### Quoted passage
=== Begin Enclosure ===
A story in the Associated
Press (AP) today details how it doesn’t have to be that way.
Just two days after he “received scathing reports and was
ordered to suspend performing abortions,” abortionist Soleiman
M. Soli said he was closing his two “Abortion as an Alternative
Inc. clinics” and retiring.
First question: How did
the AP learn about this?
“The reports were provided
to The Associated Press by the office of Gov. Tom Corbett more
than a month after state officials disclosed the results of
inspections of 22 other Pennsylvania abortion clinics following
a January Right-to-Know Law request by the AP,” according to the
AP’s Mark Scolforo.
So what had they
discovered? “Problems at Soli's clinics were found after
Pennsylvania regulators renewed long-dormant routine inspections
of free-standing abortion clinics around the state in the wake
of the investigation into Gosnell and his staff,” Scolforo
reported. “Problems” is putting it mildly.
Last fall when inspectors
from the Department of Health went to Soli’s abortion clinic in
Bensalem, Pennsylvania, what they found bore an uncanny
resemblance to the many gross inadequacies the Grand Jury
documented inspectors found at Gosnell’s Women’s Medical Society
abortion clinic in West Philadelphia.
=== End Enclosure ===
(Stored data entries)
=== Begin Enclosure ===
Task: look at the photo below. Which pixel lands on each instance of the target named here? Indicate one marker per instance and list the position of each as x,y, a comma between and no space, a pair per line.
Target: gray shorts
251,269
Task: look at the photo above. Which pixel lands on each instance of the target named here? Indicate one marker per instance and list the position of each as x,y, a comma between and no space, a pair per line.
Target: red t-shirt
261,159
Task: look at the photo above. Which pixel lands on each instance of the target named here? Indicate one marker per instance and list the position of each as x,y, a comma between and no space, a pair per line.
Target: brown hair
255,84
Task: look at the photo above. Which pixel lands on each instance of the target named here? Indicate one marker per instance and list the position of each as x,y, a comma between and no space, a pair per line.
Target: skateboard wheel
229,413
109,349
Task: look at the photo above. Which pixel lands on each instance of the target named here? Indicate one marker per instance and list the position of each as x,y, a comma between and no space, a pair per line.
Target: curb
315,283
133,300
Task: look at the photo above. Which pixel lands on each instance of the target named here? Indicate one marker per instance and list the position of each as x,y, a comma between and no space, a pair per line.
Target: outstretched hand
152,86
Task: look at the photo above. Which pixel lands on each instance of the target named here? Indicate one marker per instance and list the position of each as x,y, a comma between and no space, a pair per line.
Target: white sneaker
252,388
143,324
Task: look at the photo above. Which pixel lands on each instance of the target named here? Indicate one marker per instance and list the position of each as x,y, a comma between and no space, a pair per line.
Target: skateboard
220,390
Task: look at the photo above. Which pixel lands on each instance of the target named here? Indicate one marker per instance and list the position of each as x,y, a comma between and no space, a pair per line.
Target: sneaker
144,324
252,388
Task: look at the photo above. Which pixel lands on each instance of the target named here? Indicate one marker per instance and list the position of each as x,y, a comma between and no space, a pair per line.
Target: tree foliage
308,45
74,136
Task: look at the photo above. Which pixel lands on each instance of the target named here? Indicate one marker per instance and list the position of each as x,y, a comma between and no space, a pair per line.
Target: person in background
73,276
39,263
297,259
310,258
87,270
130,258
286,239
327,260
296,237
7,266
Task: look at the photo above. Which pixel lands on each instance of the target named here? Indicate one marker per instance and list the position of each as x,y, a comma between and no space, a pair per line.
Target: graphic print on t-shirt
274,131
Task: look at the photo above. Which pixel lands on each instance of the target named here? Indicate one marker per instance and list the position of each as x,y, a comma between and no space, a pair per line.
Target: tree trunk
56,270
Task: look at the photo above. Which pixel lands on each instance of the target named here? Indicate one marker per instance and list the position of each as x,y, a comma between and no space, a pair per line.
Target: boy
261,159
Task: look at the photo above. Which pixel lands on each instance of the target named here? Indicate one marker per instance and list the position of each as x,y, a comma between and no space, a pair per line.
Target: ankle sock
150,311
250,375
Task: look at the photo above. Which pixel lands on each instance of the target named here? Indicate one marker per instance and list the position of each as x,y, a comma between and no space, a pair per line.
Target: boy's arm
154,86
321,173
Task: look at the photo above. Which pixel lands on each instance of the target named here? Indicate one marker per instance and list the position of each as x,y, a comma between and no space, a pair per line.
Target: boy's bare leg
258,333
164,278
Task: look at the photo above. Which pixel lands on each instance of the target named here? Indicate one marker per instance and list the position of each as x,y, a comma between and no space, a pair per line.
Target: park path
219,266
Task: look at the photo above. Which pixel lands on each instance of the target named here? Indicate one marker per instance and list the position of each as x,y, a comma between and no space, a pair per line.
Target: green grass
=== End Enclosure ===
### Complete the following
A) In the article about Soli's clinics, whose office provided the reports to The Associated Press?
B) Retype the article about Soli's clinics from "First question: How" to "AP’s Mark Scolforo.".

### Task answers
A) The office of Gov. Tom Corbett.

B)
First question: How did
the AP learn about this?
“The reports were provided
to The Associated Press by the office of Gov. Tom Corbett more
than a month after state officials disclosed the results of
inspections of 22 other Pennsylvania abortion clinics following
a January Right-to-Know Law request by the AP,” according to the
AP’s Mark Scolforo.